[Collected data entries]
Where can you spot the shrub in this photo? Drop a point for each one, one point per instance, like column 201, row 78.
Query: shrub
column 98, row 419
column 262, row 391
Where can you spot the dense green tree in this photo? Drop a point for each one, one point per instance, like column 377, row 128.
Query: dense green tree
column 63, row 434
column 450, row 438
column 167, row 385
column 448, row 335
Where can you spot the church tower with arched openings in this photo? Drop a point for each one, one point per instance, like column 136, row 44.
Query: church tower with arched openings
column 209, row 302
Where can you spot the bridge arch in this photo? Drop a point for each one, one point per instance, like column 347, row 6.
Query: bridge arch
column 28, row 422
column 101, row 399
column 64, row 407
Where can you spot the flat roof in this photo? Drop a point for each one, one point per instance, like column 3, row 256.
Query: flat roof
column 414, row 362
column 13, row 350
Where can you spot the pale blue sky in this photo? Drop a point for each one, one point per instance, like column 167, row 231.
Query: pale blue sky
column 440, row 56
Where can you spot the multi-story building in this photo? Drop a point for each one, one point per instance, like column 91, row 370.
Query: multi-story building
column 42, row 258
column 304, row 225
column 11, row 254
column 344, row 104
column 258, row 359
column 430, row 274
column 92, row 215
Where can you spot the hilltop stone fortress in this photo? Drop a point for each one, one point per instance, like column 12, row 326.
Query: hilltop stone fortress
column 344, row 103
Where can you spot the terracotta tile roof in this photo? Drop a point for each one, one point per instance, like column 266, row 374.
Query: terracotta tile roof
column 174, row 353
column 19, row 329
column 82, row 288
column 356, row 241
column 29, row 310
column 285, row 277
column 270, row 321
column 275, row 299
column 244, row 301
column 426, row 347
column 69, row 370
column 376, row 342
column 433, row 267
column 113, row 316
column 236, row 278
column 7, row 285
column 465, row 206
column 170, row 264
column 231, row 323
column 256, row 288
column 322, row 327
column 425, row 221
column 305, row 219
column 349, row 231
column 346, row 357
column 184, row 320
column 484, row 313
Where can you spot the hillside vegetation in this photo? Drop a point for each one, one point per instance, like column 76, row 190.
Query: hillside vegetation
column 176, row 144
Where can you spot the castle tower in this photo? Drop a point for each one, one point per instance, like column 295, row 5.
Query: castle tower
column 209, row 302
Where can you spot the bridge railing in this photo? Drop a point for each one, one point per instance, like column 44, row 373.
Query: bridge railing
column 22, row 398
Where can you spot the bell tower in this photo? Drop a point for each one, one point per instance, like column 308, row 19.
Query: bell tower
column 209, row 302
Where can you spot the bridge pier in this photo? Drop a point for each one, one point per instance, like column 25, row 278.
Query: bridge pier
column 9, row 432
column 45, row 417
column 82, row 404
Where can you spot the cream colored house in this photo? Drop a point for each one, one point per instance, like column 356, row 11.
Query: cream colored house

• What you will do
Every entry above needs to be written out again exactly.

• Answer
Where can you spot the shrub in this photo? Drop a point for each one, one point per instance, like column 201, row 78.
Query: shrub
column 98, row 419
column 262, row 391
Where can you spot the dense green tree in this photo? Drop a point for each one, one point per instance, like column 377, row 128.
Query: dense green tree
column 63, row 434
column 450, row 438
column 167, row 385
column 448, row 335
Where can you spot the church tower with arched openings in this photo? Drop a point for each one, one point per instance, like column 136, row 44.
Query: church tower with arched openings
column 209, row 302
Where can you spot the bridge arch in this photo? Drop a point for each one, one point per instance, like column 347, row 6.
Query: bridge arch
column 28, row 422
column 101, row 399
column 64, row 407
Where can you spot the flat roof in this photo? Drop a point for each one, one point per instance, like column 3, row 256.
Query: flat roof
column 414, row 362
column 13, row 350
Where can you spot the pale blue sky in this photo? Drop a point for each one, one point per instance, like column 167, row 231.
Query: pale blue sky
column 440, row 56
Where can you spot the multi-story building in this photo? Drop a point for each one, one point per instance, like column 91, row 370.
Query: multi-story building
column 42, row 258
column 304, row 225
column 11, row 254
column 344, row 104
column 258, row 359
column 430, row 274
column 92, row 215
Where can you spot the hilltop stone fortress in this photo? Drop a point for each one, one point per instance, like column 12, row 326.
Query: hilltop stone fortress
column 344, row 103
Where can you spot the terracotta tile roof in this photo? Drop a point for each one, one point per instance, like column 266, row 374.
Query: terracotta tile roof
column 174, row 353
column 19, row 329
column 82, row 288
column 356, row 241
column 29, row 310
column 285, row 277
column 270, row 321
column 275, row 299
column 244, row 301
column 426, row 347
column 69, row 370
column 376, row 342
column 433, row 267
column 113, row 316
column 236, row 278
column 7, row 285
column 465, row 206
column 170, row 264
column 231, row 323
column 256, row 288
column 322, row 327
column 425, row 221
column 305, row 219
column 349, row 231
column 346, row 357
column 184, row 320
column 484, row 313
Where can you spot the hillside vegetation in this photo? Drop a point for each one, one point per instance, like column 76, row 190.
Query: hillside vegetation
column 176, row 144
Where can you spot the castle tower in this photo? Drop a point for each one, one point per instance, like column 295, row 5.
Query: castle tower
column 209, row 302
Where can you spot the bridge railing in this photo? Drop a point for each one, one point per instance, like column 44, row 373.
Query: bridge railing
column 22, row 398
Where can you spot the bell tower in this photo? Drop a point for each one, one point per instance, like column 308, row 19.
Query: bell tower
column 209, row 302
Where can you spot the bridge pier in this photo? Drop a point for each one, one point per instance, like column 25, row 278.
Query: bridge pier
column 9, row 432
column 45, row 417
column 82, row 404
Where can you spot the cream colored house in this photo? Drop a point for each one, one point per instance, like column 356, row 11.
Query: cream colored house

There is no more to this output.